---- GIVEN PASSAGE

The ‘Revdi culture’ is now getting a lot of attention in our political discourse. PM Modi attacked this Revdi culture in Indian politics in which politicians promise and deliver Freebies to their voters and potential voters at the expense of the exchequer. PM Modi has asked the Indian citizens and especially the youth to not get fooled by this Revdi culture. He was speaking in Bundelkhand during the Bundelkhand Expressway inauguration.
PM Modi further added that those who distribute such Revdi will never build Expressways or airports or any infrastructure projects in India. On the other hand, Delhi CM and AAP chief Arvind Kejriwal are openly trying to promote this Revdi culture by saying people should get free electricity, free bus rides, and ‘yatras’. For the first time since the late 1960s or the early 1970s, when Swatantrata Party got obliterated in the elections. We are seeing the beginning of a political debate over the economy in India. For the first time in over 50 years, we are debating whether the socialist (for the lack of better alternative) policies are being advocated by one side and are being opposed by another.
The Reserve Bank of India (RBI) report on the state’s performance has highlighted some dangers for those states. In the states like Punjab, Andhra Pradesh, West Bengal, and Kerala, the debt to GSDP (Gross State Domestic Products) ratio is under enormous stress. For the fiscal year of 2020-21, Punjab- 49.1%, Rajasthan 40.5%, Kerala and WB both at 37.1%, and Andhra Pradesh 35.5%. And there is also a state which used to be a ‘Surplus’ state 8 years ago and has now gone down to have a 25% debt to GSDP ratio. All of this is terrible to say the obvious. But the Table 5 of RBI data is even more startling. States like Punjab and Andhra Pradesh have announced freebies of 2.7% and 2.1% of GSDP. This is nothing but buying votes using taxpayers' money. All the ruling parties in these states are distributing freebies to get more and more votes to get power and make people more and more reliant on the state itself. This is a textbook way of following Sri Lanka’s footsteps and if these politicians get power in the Centre, the same road leads to the USSR or the Communist China.

--------
---- PROVIDED MATERIAL

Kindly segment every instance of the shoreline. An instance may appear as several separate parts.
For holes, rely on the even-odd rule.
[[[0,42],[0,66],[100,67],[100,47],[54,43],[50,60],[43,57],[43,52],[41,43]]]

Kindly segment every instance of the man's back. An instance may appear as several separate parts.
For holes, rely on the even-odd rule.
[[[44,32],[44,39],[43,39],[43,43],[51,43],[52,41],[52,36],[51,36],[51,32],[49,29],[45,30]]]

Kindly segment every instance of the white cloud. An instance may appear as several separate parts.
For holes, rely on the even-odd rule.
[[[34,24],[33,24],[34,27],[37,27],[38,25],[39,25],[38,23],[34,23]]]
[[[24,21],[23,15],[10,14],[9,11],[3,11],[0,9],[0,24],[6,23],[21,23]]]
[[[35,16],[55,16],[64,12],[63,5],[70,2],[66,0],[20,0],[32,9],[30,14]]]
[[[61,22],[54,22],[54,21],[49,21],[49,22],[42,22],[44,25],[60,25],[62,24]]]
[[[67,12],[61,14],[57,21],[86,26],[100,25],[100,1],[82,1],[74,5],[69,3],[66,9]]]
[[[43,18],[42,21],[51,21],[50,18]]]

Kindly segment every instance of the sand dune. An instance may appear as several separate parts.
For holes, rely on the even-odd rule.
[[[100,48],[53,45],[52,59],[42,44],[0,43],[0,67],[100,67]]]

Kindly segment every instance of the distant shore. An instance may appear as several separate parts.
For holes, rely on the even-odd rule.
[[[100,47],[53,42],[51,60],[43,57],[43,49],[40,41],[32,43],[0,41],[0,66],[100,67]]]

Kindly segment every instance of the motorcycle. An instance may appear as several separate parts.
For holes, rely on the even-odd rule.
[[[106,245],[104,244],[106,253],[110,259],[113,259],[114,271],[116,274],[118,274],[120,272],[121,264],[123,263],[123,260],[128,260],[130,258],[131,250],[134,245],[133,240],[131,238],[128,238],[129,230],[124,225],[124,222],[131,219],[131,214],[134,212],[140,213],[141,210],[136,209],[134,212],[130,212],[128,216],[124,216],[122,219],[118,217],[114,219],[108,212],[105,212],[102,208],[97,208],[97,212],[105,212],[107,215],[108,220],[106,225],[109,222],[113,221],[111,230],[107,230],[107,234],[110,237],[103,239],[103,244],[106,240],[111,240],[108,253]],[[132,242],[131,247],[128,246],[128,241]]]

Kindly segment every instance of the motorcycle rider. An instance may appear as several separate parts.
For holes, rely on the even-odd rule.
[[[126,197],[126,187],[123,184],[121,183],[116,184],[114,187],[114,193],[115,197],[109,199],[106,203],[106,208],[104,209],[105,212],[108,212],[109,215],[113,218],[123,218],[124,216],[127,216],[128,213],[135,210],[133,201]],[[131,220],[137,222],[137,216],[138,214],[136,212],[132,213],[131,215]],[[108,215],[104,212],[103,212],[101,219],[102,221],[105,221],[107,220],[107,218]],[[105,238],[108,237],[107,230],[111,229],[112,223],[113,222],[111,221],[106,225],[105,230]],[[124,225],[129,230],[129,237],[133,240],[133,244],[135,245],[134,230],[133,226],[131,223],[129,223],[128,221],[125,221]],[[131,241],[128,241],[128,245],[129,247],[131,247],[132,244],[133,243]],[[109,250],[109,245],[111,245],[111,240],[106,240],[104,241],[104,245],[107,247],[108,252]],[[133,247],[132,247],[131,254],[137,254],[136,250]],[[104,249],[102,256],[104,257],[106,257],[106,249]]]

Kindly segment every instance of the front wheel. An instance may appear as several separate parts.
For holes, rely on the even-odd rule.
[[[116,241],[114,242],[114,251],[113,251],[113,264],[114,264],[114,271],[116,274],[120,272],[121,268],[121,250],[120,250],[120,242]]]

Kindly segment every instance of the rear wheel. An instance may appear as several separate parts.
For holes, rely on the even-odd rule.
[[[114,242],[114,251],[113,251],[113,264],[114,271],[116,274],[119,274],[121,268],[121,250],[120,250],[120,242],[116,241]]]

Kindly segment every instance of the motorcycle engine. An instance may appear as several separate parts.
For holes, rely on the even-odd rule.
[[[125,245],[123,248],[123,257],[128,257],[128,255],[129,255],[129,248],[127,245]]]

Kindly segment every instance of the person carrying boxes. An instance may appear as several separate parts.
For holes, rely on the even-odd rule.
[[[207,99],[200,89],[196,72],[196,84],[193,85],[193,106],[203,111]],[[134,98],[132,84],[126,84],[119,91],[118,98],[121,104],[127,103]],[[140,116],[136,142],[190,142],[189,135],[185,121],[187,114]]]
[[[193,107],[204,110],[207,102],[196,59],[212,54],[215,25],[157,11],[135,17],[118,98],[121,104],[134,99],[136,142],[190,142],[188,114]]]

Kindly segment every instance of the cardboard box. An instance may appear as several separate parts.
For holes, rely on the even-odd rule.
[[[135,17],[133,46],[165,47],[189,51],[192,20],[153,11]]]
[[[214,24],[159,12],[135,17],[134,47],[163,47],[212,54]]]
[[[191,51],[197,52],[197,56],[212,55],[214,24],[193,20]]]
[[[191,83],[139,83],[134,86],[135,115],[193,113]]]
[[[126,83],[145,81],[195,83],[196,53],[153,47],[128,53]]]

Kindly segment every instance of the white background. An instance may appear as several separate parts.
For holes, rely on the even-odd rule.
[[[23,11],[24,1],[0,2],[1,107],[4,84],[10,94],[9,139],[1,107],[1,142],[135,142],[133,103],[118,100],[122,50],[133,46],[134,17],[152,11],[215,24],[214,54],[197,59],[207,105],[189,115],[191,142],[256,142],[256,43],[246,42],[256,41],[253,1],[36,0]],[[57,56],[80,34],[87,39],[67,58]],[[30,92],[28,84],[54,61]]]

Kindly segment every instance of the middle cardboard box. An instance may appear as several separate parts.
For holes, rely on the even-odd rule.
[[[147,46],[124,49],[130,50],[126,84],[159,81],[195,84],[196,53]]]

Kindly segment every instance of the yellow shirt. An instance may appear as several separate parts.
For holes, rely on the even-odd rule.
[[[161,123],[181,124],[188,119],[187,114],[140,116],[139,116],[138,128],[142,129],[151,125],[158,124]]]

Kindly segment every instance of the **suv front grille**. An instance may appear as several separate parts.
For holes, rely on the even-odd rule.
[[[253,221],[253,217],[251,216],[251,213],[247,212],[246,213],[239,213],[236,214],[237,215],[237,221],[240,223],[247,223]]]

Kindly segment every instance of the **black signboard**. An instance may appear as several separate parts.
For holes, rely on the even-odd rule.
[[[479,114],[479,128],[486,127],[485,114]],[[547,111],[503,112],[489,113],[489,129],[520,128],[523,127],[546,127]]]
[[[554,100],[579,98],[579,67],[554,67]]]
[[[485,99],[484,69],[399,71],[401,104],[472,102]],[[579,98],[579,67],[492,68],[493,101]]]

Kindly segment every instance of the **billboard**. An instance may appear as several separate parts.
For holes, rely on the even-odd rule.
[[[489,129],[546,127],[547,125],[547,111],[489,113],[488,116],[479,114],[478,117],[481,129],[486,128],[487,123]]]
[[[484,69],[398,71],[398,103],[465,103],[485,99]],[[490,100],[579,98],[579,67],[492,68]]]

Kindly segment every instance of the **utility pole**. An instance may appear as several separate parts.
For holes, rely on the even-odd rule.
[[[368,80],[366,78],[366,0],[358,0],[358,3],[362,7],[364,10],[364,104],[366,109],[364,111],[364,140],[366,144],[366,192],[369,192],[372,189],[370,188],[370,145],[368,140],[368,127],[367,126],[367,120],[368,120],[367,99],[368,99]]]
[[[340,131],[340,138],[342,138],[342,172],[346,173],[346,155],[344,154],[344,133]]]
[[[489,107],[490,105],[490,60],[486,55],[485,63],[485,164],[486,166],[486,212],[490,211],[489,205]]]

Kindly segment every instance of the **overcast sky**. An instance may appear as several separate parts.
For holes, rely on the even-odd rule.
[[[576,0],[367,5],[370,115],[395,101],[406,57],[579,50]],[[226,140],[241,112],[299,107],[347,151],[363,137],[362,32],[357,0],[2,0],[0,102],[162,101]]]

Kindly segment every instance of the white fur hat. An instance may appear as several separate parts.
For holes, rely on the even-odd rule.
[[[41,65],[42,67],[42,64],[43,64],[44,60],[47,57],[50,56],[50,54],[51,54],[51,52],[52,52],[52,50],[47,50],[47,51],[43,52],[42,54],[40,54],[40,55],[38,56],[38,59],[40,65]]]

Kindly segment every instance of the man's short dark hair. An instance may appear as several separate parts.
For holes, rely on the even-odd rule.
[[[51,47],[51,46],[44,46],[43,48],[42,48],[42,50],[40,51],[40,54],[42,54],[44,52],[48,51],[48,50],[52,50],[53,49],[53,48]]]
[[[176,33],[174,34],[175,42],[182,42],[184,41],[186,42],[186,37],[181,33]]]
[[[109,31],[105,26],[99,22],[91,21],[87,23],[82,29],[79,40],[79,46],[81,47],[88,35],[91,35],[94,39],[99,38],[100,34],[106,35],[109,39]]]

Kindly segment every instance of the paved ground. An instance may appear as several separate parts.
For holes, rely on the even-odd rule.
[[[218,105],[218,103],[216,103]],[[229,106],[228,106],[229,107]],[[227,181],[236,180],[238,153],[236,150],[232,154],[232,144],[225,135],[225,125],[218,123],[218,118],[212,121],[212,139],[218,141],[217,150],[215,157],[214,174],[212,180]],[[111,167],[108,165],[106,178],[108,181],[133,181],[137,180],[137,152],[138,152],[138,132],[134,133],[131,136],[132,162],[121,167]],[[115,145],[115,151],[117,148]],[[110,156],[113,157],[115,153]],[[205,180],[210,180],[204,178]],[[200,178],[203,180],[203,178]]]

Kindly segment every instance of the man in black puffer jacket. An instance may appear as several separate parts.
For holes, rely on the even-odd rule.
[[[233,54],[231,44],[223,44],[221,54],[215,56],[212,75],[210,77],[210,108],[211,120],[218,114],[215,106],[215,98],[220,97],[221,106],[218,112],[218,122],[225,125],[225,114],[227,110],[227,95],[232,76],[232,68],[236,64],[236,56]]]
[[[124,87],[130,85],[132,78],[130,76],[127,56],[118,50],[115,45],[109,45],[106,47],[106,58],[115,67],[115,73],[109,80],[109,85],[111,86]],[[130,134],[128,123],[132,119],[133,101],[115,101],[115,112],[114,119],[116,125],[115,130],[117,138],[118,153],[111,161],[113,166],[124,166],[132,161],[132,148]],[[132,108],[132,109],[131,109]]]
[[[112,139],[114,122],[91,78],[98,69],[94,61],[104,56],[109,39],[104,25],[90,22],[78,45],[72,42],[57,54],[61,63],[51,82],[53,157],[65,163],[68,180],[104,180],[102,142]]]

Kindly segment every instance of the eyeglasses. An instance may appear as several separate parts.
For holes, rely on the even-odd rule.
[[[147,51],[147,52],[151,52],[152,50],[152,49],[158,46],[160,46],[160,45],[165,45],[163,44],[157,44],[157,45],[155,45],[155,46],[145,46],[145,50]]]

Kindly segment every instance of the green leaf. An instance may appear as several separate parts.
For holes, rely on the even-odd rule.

--------

TASK TO COMPLETE
Duplicate everything in the passage on Revdi culture from "The ‘Revdi culture’" down to "Bundelkhand Expressway inauguration.". The rows have nothing to do with the text.

YOUR SOLUTION
The ‘Revdi culture’ is now getting a lot of attention in our political discourse. PM Modi attacked this Revdi culture in Indian politics in which politicians promise and deliver Freebies to their voters and potential voters at the expense of the exchequer. PM Modi has asked the Indian citizens and especially the youth to not get fooled by this Revdi culture. He was speaking in Bundelkhand during the Bundelkhand Expressway inauguration.